++++ Data for the task ++++
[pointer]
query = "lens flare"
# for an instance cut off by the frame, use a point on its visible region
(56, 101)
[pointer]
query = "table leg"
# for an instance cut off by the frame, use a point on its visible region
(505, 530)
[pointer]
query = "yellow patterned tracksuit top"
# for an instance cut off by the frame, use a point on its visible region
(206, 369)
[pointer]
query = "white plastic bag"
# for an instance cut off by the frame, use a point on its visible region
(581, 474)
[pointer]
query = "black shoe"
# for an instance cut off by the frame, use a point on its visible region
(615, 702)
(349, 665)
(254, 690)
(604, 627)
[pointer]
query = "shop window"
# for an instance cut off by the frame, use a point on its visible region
++++
**Stated goal**
Rewrite all the entries above, putting "visible portion" wherever "visible region" appears and keeping everything else the same.

**Solution to this problem**
[pointer]
query = "lens flare"
# for an instance cut off by the frame, use a point on its visible portion
(56, 101)
[pointer]
query = "table leg"
# for an instance cut off by the frame, use a point on its visible portion
(505, 530)
[pointer]
query = "yellow patterned tracksuit top"
# for an instance cut off by the frame, use a point on its visible portion
(206, 369)
[pointer]
query = "white plastic bag"
# for an instance cut off by the frame, use a point on its visible portion
(581, 474)
[pointer]
query = "black shoe"
# for an instance cut off by the frame, use a point on its visible portion
(615, 702)
(349, 665)
(254, 690)
(604, 627)
[pointer]
query = "shop window"
# for an instance cut off by the frame, use a point on its visible portion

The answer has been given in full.